Information provided:
◆ ◆ ◆ ◆
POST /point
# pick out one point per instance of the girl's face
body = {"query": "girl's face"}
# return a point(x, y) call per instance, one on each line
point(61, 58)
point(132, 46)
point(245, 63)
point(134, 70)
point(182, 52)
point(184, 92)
◆ ◆ ◆ ◆
Extract every line above that contains the word "girl", matching case exactly.

Completed exercise:
# pick out one point per instance of the girl's face
body = {"query": "girl's face"}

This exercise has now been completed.